◆ **Set exercise**
Rewrite the data as a JSON list of strings, one string per line, leaving out blank lines. Include only the lines from the one containing "Spot the brown" through the final line of the data.

◆ **Records for the exercise**
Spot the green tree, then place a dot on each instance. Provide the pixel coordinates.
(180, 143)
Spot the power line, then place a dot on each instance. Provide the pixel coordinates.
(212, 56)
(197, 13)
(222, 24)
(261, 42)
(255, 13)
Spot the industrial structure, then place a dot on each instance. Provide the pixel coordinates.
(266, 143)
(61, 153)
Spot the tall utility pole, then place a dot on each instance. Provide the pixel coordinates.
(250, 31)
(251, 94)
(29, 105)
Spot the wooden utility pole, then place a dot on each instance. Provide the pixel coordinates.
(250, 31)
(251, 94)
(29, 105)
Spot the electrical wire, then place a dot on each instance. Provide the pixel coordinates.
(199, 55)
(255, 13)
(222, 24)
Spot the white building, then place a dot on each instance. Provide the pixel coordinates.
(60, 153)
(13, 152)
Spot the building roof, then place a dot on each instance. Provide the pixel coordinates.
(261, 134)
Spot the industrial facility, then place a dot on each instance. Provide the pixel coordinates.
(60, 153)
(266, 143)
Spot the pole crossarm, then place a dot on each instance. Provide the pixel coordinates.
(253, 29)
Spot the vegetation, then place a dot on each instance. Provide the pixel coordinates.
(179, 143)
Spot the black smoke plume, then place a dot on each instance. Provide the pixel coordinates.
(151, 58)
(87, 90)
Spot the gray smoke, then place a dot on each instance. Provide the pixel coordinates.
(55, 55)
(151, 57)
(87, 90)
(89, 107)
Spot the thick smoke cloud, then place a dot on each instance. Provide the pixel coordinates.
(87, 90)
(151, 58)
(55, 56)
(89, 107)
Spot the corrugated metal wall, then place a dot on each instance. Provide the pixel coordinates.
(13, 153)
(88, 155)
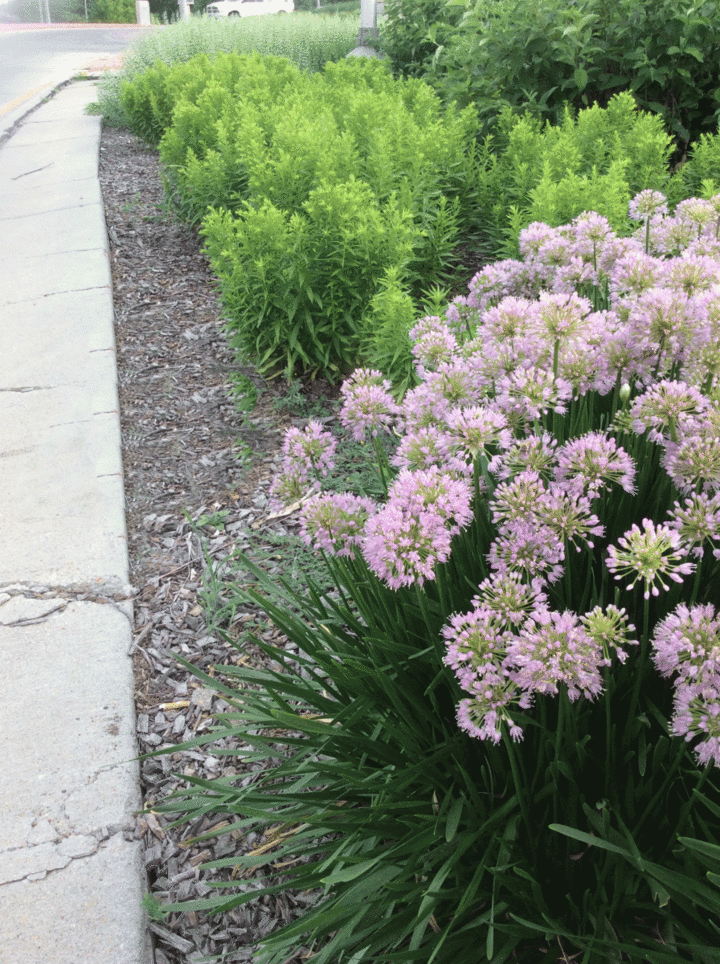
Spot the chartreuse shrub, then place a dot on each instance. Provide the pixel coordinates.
(289, 131)
(316, 186)
(305, 40)
(295, 285)
(593, 161)
(540, 54)
(501, 738)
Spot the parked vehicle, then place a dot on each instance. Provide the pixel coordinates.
(248, 8)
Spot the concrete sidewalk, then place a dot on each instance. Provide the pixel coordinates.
(70, 883)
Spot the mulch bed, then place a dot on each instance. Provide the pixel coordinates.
(188, 454)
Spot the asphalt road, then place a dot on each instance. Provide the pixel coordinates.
(32, 59)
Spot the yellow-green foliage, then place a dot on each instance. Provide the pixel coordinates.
(306, 40)
(596, 161)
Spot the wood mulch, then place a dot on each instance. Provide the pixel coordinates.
(188, 456)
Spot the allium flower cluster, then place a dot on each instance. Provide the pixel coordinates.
(555, 648)
(407, 538)
(664, 406)
(650, 557)
(687, 646)
(311, 450)
(307, 455)
(368, 406)
(598, 461)
(335, 522)
(525, 393)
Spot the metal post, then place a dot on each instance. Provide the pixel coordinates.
(368, 21)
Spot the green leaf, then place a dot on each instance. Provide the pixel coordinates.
(588, 839)
(580, 76)
(453, 819)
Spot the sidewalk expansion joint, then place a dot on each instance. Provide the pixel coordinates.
(29, 388)
(35, 861)
(34, 171)
(24, 604)
(52, 294)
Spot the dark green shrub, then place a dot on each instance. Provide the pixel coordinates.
(538, 54)
(413, 30)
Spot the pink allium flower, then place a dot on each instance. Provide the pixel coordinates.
(568, 278)
(555, 648)
(534, 237)
(335, 522)
(368, 406)
(455, 383)
(476, 429)
(647, 204)
(433, 347)
(687, 642)
(693, 462)
(475, 648)
(691, 274)
(697, 713)
(290, 486)
(485, 724)
(534, 452)
(664, 406)
(437, 491)
(697, 213)
(650, 557)
(421, 448)
(404, 549)
(664, 320)
(532, 550)
(598, 461)
(498, 280)
(670, 236)
(518, 499)
(568, 514)
(562, 316)
(634, 273)
(509, 319)
(312, 450)
(531, 393)
(511, 601)
(609, 628)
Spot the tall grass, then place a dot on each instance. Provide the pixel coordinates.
(307, 40)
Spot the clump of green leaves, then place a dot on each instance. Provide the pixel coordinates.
(310, 188)
(595, 160)
(295, 286)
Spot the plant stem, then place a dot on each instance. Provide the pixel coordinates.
(519, 791)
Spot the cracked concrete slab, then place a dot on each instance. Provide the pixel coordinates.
(65, 271)
(70, 883)
(31, 332)
(72, 686)
(19, 609)
(71, 197)
(52, 232)
(90, 909)
(32, 166)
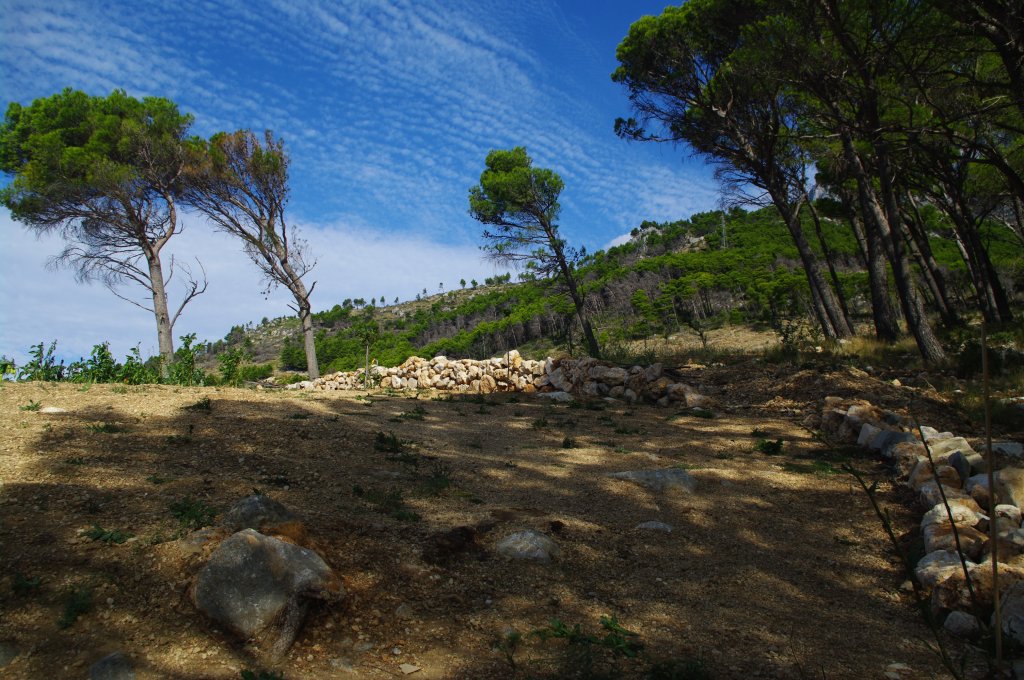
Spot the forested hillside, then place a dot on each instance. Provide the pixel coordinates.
(684, 277)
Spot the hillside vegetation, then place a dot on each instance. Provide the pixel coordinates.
(688, 277)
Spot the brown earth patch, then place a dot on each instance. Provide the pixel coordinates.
(776, 566)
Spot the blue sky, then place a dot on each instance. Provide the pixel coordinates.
(387, 108)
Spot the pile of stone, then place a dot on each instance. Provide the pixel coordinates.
(939, 464)
(511, 373)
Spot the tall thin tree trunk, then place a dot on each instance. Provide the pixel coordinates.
(165, 338)
(829, 260)
(934, 277)
(826, 307)
(913, 310)
(308, 339)
(869, 240)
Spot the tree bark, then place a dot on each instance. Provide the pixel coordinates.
(889, 221)
(165, 339)
(826, 251)
(930, 267)
(826, 307)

◆ **Output below**
[
  "Spot the brown earth patch, then place a dot on each instance. Provide the pixel coordinates.",
  "(776, 566)",
  "Spot the blue sky, then place a dot on each instance. Provide the pixel coordinates.",
  "(387, 108)",
  "Spot the pile of stone, then place a dot on each instance. Provide the pixel coordinates.",
  "(939, 464)",
  "(511, 373)",
  "Spot the tall thin tree trunk, then place a dot on each instance. Provide the pixel coordinates.",
  "(165, 338)",
  "(829, 260)",
  "(934, 277)",
  "(826, 307)",
  "(913, 310)",
  "(308, 339)",
  "(869, 240)",
  "Spot the tree bark, then place a dot on each instance. Provide the pixel coordinates.",
  "(889, 221)",
  "(165, 339)",
  "(826, 251)",
  "(930, 267)",
  "(826, 307)"
]